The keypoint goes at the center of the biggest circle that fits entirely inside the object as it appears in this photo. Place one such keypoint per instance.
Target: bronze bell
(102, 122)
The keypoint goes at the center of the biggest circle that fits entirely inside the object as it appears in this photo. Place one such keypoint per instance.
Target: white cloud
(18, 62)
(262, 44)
* * * * * * * * *
Which lines run from the one containing "Target: bronze bell" through the end of the material? Output exactly those lines and no others.

• [Task answer]:
Target: bronze bell
(102, 122)
The keypoint goes at the center of the biggest circle that fits entirely inside the object as it appears in this photo. Place one such keypoint per instance.
Target: white cloud
(18, 62)
(262, 44)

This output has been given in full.